--- TASK DIRECTIONS ---
From the article on the GB News poll, extract the passage that runs from "Byline Times showed" up to and including "what he means.", copying it word for word.

--- SOURCE EXTRACT ---
Poll PositionSurvey on GB News Bias Reveals Bias
As Andrew Neil officially quits the right-wing television channel, Brian Cathcart reveals the spin on a recent opinion poll
Fascinating new evidence has emerged showing just how rattled the people at GB News are by the advertising boycott organised by Stop Funding Hate, and just how desperate they are to undermine it.
They commissioned a poll about the boycott – not from a recognised pollster but from their own strategy advisors – and then planted the findings in friendly newspapers which did their best to present something helpful.
No surprises there, perhaps, but now the poll data have been released and it reveals GB News stacking the cards shamelessly in its own favour, with a mysteriously weighted pool of respondents subjected to a battery of manipulative questions. And remarkably, even then many of the findings not mentioned in the press were very bad news for the failing television channel.
It was in late August that the Telegraph and the Express told their readers about an opinion poll which, they claimed, showed that the boycott actually made people more likely to tune in to the channel and also that the BBC was seen as more biased than GB News.
Attentive readers at the time may have noticed that the poll was commissioned by GB News itself (this was revealed in the sixth paragraph of the Telegraph report and the twelfth of the Express article) and also that the poll did not come from YouGov or IPSOS-Mori or some other familiar polling brand but from a company called C|T Group.
C|T Group – run by right-wing Australian strategist Lynton Crosby – is the political consultancy hired by GB News to dig it out of its hole. Though not a well-known pollster, it boasts of its research prowess on its website, adding ominously: “Our opinion research is outcome-focused, and our researchers instinctively know what is a leverageable finding and what is not.”
How trustworthy is such a poll likely to be? Well, C|T Group is apparently not a member of the British Polling Council, and so lacks a basic kite-mark of quality. In due course, however, the company released some of the hard data behind its polling exercise.
Byline Times showed the figures to a veteran and respected British pollster (who asked not to be named). He said: “This is a poll designed to support a campaign, not to discover the true state of public opinion.”
You don’t need to be an expert to see what he means.

--- DATA SUPPLIED ---
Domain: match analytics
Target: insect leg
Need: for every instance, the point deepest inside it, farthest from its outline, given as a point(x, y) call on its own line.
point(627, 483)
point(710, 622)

--- EXERCISE RESULT ---
Byline Times showed the figures to a veteran and respected British pollster (who asked not to be named). He said: “This is a poll designed to support a campaign, not to discover the true state of public opinion.”
You don’t need to be an expert to see what he means.